# [PAGE EXCERPT]
--------------------

# Kohler 18hp, Hard Start, Backfires



## Tim1052

Hi there, I have an 18Hp Kohler Command engine.

Getting vary hard starts, where at first it doesn't seem to be getting fuel... then all of the sudden, it gets too much and I get a backfire..

Seems like 1st and 2nd crank of the engine, no fire...and then on the 3rd it gets an abundance.

Trying to get some ideas on what to look at... I have checked the fuel pulse pump...I am getting fuel. So I'm wondering if maybe the choke or float in the carb may be the next thing to take a look at ?

Thanks for any tips!

Tim


----------



## 30yearTech

Also check your lifters, they are hydraulic on the command engines. If they are not pumping up, the valve lash will be too great and the valve timing will be affected somewhat. This could cause a problem like the one you describe. The carburetor could also be causing the problem and be sure to check your ignition spark as well as the spark plug, do the simple things first before you mess with the valves or lifters.

Good Luck :thumbsup:


----------



## jetrail

hey 30yr , 
what about the key in the flywheel too , i got a tractor from lowes for 50.00 it wasn't even a yr old and they said the motor was bad , (the motor was stuck ) i got the motor freed up and got it running , it was hard to start and then it would miss and backfire some , so i checked the flywheel key and it was sheared , so for $50.25 i got a troy built bronco tractor that wasn't even a yr old . it runs fine too this day and i've had it almost 3 yrs


----------

--------------------

# [RECORD EXTRACTS]

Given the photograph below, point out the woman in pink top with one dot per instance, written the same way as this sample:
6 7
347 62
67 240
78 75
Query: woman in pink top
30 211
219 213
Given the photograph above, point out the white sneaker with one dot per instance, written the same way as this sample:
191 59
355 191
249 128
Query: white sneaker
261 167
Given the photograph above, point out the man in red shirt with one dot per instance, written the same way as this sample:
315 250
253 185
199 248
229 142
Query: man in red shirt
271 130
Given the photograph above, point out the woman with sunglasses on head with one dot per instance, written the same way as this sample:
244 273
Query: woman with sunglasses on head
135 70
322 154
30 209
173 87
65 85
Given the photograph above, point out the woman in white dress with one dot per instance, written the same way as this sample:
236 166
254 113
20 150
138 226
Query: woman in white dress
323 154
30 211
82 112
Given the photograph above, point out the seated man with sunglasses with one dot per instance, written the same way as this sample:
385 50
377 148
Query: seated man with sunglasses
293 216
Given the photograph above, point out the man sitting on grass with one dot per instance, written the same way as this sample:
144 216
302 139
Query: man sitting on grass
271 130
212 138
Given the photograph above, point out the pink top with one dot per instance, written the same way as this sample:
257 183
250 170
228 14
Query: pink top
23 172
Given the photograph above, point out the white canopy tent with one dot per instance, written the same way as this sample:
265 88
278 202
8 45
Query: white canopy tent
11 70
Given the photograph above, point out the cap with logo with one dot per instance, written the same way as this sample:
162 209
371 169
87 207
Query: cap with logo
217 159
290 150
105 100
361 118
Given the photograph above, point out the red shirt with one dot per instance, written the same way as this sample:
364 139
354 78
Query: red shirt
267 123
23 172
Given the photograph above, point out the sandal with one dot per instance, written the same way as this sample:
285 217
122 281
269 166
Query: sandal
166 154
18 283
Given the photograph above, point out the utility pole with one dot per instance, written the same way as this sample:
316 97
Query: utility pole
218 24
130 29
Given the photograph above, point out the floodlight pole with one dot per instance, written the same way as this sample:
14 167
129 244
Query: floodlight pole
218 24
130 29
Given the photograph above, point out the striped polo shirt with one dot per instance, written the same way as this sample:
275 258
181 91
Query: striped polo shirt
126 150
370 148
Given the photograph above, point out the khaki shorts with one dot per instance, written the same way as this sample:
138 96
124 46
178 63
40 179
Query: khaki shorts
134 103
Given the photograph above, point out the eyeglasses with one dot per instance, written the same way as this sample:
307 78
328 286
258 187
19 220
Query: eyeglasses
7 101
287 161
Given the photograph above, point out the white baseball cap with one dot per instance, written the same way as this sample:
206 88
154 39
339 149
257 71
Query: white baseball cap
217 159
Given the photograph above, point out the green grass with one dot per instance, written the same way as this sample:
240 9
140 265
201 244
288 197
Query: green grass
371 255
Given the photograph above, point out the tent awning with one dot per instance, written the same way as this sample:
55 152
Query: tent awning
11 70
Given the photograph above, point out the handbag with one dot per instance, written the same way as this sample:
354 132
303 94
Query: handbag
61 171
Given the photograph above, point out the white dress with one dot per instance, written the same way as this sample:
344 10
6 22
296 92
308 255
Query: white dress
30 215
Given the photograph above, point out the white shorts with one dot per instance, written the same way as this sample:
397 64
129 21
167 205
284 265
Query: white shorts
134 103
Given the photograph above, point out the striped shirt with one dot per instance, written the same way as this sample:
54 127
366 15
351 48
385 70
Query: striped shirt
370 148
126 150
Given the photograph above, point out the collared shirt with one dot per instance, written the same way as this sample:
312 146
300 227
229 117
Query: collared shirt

--------------------

# [EXERCISES]
1) In the Kohler engine thread, what kind of lifters does 30yearTech say the Command engines have?
2) List the user name of every person who posts in the Kohler engine thread.
This data has nothing to do with the forum thread.

# [TASK-BY-TASK ANSWERS]
1) Hydraulic lifters.

2) Tim1052, 30yearTech, jetrail